[[ Data for review, beginning ]]

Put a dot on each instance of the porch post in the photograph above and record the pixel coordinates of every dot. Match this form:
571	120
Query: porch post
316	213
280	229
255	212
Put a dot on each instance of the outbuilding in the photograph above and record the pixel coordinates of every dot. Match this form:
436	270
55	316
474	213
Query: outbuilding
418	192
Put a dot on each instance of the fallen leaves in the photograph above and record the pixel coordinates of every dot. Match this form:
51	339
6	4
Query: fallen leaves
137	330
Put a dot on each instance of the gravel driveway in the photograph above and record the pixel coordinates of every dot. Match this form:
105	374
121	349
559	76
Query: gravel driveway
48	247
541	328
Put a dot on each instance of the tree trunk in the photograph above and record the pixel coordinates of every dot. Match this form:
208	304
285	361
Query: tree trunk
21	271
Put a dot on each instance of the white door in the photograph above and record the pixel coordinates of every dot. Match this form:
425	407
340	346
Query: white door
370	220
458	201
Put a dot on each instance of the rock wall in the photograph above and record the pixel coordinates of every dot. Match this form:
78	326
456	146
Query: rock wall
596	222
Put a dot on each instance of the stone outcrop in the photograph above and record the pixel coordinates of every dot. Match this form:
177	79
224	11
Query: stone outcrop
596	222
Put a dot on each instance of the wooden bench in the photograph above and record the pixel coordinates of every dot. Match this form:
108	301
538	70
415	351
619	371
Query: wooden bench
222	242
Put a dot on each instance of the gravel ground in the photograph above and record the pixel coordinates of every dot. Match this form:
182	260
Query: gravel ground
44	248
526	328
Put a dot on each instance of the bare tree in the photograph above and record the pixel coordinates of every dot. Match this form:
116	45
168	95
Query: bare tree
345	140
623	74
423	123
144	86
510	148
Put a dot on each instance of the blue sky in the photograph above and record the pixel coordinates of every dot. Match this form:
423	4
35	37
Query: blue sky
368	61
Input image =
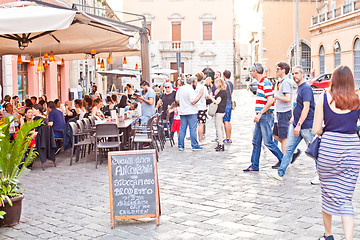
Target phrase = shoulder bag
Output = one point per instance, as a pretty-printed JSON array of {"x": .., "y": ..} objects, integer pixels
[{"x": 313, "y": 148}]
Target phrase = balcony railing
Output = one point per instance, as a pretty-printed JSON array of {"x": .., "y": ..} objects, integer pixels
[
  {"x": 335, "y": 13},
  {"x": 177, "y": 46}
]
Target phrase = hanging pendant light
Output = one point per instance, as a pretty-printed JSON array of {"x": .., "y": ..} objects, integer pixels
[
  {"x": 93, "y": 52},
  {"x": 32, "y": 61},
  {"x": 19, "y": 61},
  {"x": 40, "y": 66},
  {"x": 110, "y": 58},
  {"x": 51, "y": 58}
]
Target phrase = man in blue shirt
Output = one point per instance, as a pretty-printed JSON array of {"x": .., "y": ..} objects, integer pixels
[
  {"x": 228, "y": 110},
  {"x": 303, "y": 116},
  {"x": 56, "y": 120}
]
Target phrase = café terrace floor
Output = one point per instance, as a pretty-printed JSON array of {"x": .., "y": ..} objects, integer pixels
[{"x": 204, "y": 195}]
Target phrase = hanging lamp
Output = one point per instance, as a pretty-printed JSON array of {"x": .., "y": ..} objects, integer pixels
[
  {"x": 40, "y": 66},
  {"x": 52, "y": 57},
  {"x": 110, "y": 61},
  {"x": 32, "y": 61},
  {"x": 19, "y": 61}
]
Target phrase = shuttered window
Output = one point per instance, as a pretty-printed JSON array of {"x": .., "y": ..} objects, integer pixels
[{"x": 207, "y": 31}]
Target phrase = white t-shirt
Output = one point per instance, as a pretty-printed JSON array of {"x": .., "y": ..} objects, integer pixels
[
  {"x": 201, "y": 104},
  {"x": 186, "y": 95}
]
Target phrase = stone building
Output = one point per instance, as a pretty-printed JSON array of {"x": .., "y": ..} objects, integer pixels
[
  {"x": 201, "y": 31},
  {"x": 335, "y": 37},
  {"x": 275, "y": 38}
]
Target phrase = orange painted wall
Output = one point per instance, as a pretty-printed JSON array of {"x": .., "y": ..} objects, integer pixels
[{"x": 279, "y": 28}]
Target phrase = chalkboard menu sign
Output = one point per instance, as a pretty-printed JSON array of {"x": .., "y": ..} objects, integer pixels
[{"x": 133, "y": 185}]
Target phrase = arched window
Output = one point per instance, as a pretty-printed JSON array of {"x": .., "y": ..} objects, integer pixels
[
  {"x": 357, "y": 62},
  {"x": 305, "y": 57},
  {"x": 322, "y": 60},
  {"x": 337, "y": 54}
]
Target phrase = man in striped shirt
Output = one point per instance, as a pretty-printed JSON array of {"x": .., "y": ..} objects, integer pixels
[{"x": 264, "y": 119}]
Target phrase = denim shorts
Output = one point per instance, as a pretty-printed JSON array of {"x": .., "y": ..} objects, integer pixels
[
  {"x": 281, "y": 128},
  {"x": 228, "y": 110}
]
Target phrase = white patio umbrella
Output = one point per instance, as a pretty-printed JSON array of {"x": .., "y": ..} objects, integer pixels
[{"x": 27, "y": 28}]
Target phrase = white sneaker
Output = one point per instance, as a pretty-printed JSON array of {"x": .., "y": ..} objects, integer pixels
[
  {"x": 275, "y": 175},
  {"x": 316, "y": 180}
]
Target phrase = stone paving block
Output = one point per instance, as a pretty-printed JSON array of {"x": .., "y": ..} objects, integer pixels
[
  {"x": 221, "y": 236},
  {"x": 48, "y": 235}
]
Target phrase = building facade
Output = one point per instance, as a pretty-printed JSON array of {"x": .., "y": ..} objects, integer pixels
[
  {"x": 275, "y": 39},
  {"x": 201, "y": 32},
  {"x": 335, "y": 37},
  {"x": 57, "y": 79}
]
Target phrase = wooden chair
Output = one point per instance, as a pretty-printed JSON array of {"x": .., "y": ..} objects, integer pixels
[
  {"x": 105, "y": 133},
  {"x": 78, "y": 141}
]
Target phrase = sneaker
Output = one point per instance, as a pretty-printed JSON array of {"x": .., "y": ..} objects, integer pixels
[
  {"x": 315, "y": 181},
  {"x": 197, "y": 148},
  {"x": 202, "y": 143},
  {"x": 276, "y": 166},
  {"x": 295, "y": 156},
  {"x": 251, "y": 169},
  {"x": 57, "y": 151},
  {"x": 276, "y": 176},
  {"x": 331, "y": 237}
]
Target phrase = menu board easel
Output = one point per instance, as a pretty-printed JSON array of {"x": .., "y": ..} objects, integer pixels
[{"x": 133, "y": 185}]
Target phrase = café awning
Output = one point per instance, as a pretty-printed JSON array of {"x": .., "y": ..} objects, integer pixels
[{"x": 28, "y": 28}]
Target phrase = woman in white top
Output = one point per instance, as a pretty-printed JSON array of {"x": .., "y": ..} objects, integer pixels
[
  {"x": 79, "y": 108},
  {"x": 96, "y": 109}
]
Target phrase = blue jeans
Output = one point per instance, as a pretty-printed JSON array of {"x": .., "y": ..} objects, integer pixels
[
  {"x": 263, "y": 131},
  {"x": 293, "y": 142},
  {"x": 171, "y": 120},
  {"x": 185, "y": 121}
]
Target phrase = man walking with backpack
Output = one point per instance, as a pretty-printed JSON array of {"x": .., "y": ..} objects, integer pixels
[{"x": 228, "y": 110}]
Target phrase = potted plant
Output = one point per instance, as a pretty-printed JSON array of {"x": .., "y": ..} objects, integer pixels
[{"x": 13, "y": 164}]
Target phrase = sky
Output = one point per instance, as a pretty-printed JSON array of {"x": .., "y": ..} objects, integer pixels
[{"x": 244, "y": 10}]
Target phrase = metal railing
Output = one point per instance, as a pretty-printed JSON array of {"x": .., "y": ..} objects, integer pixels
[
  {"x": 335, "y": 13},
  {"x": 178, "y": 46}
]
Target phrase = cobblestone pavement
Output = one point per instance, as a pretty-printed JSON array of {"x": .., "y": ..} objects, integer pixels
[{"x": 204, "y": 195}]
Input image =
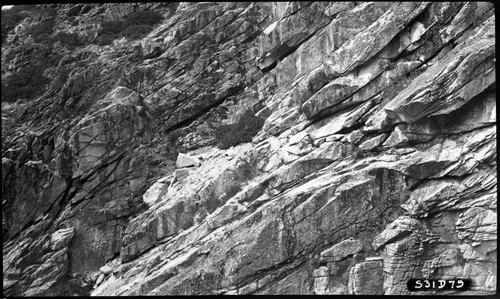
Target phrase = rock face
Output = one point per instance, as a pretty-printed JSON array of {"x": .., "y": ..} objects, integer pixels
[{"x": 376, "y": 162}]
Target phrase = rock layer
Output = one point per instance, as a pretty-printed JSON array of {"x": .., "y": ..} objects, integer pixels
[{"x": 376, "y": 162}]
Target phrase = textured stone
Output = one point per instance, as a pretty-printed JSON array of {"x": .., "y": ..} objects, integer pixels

[[ Data for review, end ]]

Try it :: Beginning at the line above with "Target phrase = café terrace floor" and finishing at the line with "Target phrase = shuttered window", return each line exactly and return nothing else.

Reply ::
Target phrase = café terrace floor
Output = one point per instance, as a pretty-printed JSON array of {"x": .., "y": ..} objects, integer pixels
[{"x": 204, "y": 195}]
Target phrase = hanging lamp
Output = one point per instance, as a pretty-printed JSON array of {"x": .., "y": ..} objects, integer pixels
[
  {"x": 40, "y": 66},
  {"x": 52, "y": 57},
  {"x": 110, "y": 61},
  {"x": 32, "y": 61},
  {"x": 19, "y": 61}
]
Target phrase = shuttered window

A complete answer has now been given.